Records from a data source

+++

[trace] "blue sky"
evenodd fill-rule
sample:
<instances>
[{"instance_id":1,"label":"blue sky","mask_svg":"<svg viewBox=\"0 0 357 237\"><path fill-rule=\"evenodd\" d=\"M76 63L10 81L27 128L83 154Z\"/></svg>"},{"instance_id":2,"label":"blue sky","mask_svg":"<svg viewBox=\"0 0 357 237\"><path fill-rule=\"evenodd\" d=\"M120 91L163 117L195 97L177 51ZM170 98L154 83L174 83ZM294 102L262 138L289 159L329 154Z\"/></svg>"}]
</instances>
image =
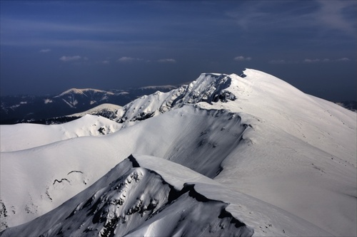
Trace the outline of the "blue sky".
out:
<instances>
[{"instance_id":1,"label":"blue sky","mask_svg":"<svg viewBox=\"0 0 357 237\"><path fill-rule=\"evenodd\" d=\"M1 1L1 93L276 75L356 99L356 1Z\"/></svg>"}]
</instances>

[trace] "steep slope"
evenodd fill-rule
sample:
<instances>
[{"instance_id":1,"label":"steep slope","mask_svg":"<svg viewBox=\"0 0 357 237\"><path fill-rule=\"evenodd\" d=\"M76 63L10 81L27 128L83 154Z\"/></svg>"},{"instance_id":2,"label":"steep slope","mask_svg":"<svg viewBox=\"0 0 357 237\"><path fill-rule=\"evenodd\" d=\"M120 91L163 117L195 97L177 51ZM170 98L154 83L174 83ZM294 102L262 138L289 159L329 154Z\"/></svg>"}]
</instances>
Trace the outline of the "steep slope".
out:
<instances>
[{"instance_id":1,"label":"steep slope","mask_svg":"<svg viewBox=\"0 0 357 237\"><path fill-rule=\"evenodd\" d=\"M260 224L260 236L329 236L189 169L142 155L130 156L59 208L1 236L251 236L241 218Z\"/></svg>"},{"instance_id":2,"label":"steep slope","mask_svg":"<svg viewBox=\"0 0 357 237\"><path fill-rule=\"evenodd\" d=\"M1 152L6 225L59 206L139 153L181 164L333 235L356 235L356 113L251 69L242 77L203 74L123 108L114 134ZM277 223L285 212L274 210Z\"/></svg>"},{"instance_id":3,"label":"steep slope","mask_svg":"<svg viewBox=\"0 0 357 237\"><path fill-rule=\"evenodd\" d=\"M68 123L51 126L25 123L0 125L0 149L13 152L74 137L104 135L121 127L121 125L109 119L89 115Z\"/></svg>"}]
</instances>

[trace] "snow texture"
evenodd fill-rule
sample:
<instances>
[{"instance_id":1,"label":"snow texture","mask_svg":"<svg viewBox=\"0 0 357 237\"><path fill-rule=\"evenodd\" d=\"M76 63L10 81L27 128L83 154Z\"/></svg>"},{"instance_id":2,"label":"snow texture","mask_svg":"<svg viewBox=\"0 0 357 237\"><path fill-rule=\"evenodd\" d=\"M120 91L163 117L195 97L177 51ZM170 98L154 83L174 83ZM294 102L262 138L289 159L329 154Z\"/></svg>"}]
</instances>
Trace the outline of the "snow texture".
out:
<instances>
[{"instance_id":1,"label":"snow texture","mask_svg":"<svg viewBox=\"0 0 357 237\"><path fill-rule=\"evenodd\" d=\"M357 235L356 112L246 69L138 98L116 120L1 126L3 236ZM133 194L109 204L131 177Z\"/></svg>"}]
</instances>

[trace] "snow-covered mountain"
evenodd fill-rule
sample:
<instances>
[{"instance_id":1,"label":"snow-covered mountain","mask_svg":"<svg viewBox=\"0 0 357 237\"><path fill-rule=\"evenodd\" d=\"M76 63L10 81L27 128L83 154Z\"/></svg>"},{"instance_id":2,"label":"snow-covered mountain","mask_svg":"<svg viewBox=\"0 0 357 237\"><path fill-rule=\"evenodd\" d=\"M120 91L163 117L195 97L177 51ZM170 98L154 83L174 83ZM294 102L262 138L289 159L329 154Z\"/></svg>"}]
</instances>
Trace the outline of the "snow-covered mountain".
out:
<instances>
[{"instance_id":1,"label":"snow-covered mountain","mask_svg":"<svg viewBox=\"0 0 357 237\"><path fill-rule=\"evenodd\" d=\"M26 122L61 123L71 120L70 118L61 117L81 112L105 103L124 105L143 95L159 90L169 91L176 88L174 85L161 85L109 91L71 88L56 95L1 96L0 124ZM102 115L106 116L106 113L102 113Z\"/></svg>"},{"instance_id":2,"label":"snow-covered mountain","mask_svg":"<svg viewBox=\"0 0 357 237\"><path fill-rule=\"evenodd\" d=\"M105 136L1 137L1 228L33 220L2 235L356 236L356 116L246 69L138 98Z\"/></svg>"}]
</instances>

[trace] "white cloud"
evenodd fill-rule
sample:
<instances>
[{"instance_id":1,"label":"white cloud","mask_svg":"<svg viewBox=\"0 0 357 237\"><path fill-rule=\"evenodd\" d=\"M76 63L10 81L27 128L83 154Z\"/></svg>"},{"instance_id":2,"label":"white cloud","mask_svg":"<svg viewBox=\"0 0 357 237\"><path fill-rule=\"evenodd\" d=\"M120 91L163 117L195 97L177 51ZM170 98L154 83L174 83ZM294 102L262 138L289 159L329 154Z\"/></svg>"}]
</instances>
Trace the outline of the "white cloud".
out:
<instances>
[{"instance_id":1,"label":"white cloud","mask_svg":"<svg viewBox=\"0 0 357 237\"><path fill-rule=\"evenodd\" d=\"M134 61L140 61L142 60L143 60L142 58L138 58L121 57L119 59L118 59L118 61L121 63L130 63Z\"/></svg>"},{"instance_id":2,"label":"white cloud","mask_svg":"<svg viewBox=\"0 0 357 237\"><path fill-rule=\"evenodd\" d=\"M251 57L243 57L243 56L236 56L233 58L236 61L250 61L251 60Z\"/></svg>"},{"instance_id":3,"label":"white cloud","mask_svg":"<svg viewBox=\"0 0 357 237\"><path fill-rule=\"evenodd\" d=\"M39 51L40 53L49 53L51 51L51 49L49 48L44 48L44 49L41 49L41 51Z\"/></svg>"},{"instance_id":4,"label":"white cloud","mask_svg":"<svg viewBox=\"0 0 357 237\"><path fill-rule=\"evenodd\" d=\"M348 58L341 58L336 60L332 60L330 58L323 58L323 59L319 59L319 58L315 58L315 59L310 59L310 58L306 58L303 60L303 63L329 63L329 62L347 62L349 61L350 59Z\"/></svg>"},{"instance_id":5,"label":"white cloud","mask_svg":"<svg viewBox=\"0 0 357 237\"><path fill-rule=\"evenodd\" d=\"M59 58L59 60L64 62L69 62L69 61L75 61L77 60L81 59L82 57L79 56L62 56Z\"/></svg>"},{"instance_id":6,"label":"white cloud","mask_svg":"<svg viewBox=\"0 0 357 237\"><path fill-rule=\"evenodd\" d=\"M284 64L286 63L287 62L285 60L285 59L278 59L278 60L271 60L268 63L272 64Z\"/></svg>"},{"instance_id":7,"label":"white cloud","mask_svg":"<svg viewBox=\"0 0 357 237\"><path fill-rule=\"evenodd\" d=\"M320 62L320 59L318 59L318 58L315 58L315 59L306 58L303 60L303 62L307 63L318 63L318 62Z\"/></svg>"},{"instance_id":8,"label":"white cloud","mask_svg":"<svg viewBox=\"0 0 357 237\"><path fill-rule=\"evenodd\" d=\"M174 58L163 58L163 59L159 59L158 60L159 63L175 63L176 62L176 60Z\"/></svg>"},{"instance_id":9,"label":"white cloud","mask_svg":"<svg viewBox=\"0 0 357 237\"><path fill-rule=\"evenodd\" d=\"M338 58L337 60L337 61L338 62L346 62L346 61L349 61L350 59L348 58Z\"/></svg>"}]
</instances>

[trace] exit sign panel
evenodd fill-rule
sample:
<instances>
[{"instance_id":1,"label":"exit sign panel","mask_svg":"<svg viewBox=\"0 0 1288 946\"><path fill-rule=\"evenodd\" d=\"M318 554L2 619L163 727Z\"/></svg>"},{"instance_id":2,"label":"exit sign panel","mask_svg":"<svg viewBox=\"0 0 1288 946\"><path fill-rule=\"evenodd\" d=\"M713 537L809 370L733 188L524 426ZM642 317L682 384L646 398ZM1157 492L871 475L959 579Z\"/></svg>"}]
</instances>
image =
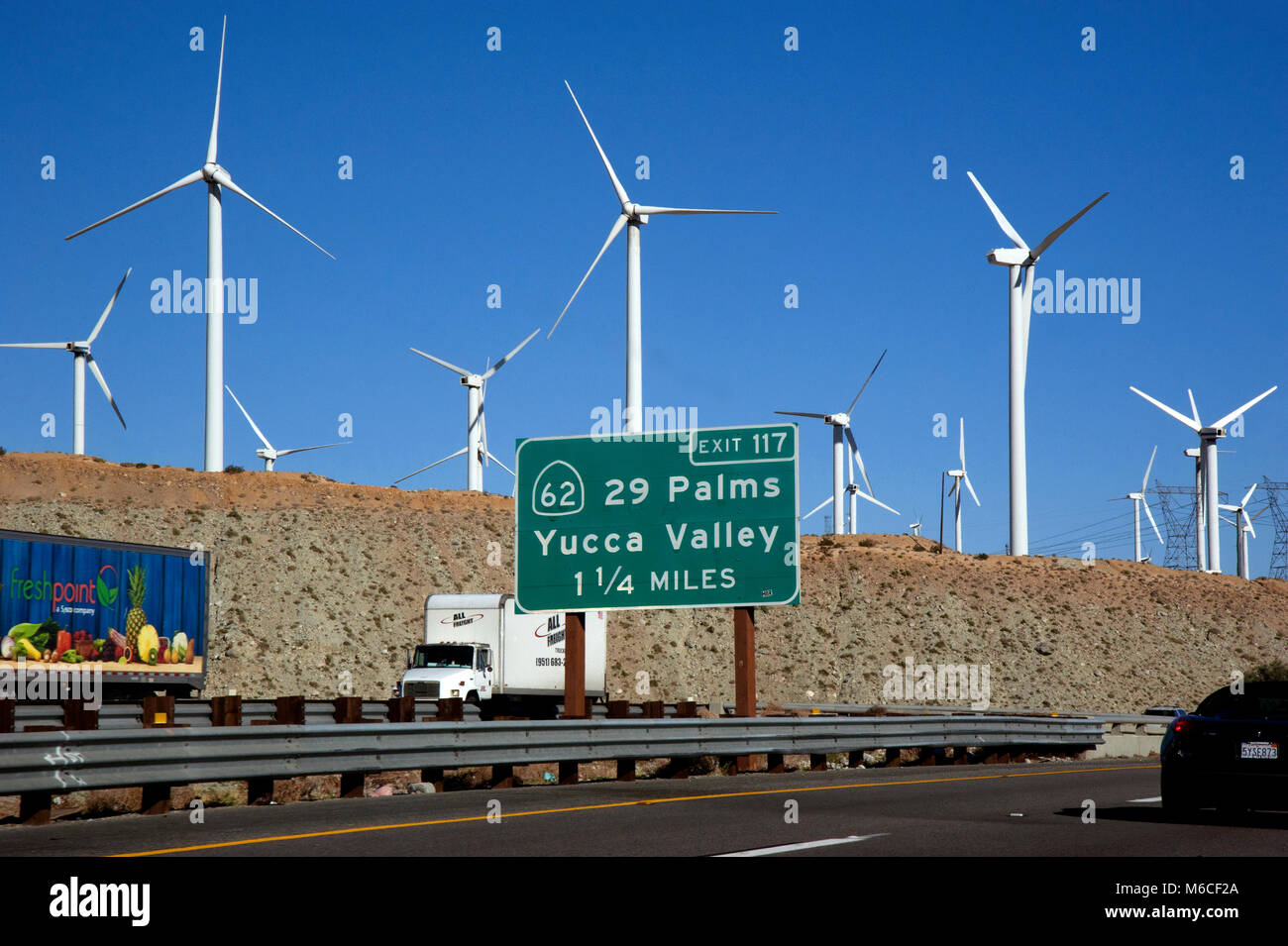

+++

#### Directive:
Rewrite the part of the listing that opens with the line containing "[trace] exit sign panel" and runs to the end of the listing, changing "exit sign panel" to "emergency exit sign" wherever it occurs and keeping everything else the same. Return only those lines, and leave the pictures out.

#### Written answer:
[trace] emergency exit sign
evenodd fill-rule
sample:
<instances>
[{"instance_id":1,"label":"emergency exit sign","mask_svg":"<svg viewBox=\"0 0 1288 946\"><path fill-rule=\"evenodd\" d=\"M318 554L2 619L163 727Z\"/></svg>"},{"instance_id":2,"label":"emergency exit sign","mask_svg":"<svg viewBox=\"0 0 1288 946\"><path fill-rule=\"evenodd\" d=\"M713 537L809 370L733 188L524 426ZM642 317L682 384L646 398ZM1157 492L871 475L959 579Z\"/></svg>"}]
</instances>
image =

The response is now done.